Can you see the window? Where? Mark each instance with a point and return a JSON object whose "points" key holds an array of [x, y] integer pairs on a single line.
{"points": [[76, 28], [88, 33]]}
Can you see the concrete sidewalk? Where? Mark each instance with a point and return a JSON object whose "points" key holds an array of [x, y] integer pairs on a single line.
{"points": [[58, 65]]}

--

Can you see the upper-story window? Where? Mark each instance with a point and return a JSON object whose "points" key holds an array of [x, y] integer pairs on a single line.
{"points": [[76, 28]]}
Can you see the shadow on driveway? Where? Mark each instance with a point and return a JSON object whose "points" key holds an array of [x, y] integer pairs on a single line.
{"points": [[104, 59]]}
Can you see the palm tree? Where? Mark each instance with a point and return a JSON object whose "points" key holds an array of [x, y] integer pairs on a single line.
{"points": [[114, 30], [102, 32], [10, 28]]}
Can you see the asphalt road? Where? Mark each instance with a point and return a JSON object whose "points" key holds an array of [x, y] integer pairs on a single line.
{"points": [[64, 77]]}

OBJECTIVE
List every line in the material above that contains the string "window". Case counts.

SOLUTION
Can you see the window? Where? Mark each instance with a point and return a JSON object whose "points" key holds an array of [x, y] integer pairs on a single line.
Can you see the upper-story window? Where? Mark each instance with a point and return a JSON object whose "points" key holds an array of [x, y] integer pairs on a single line.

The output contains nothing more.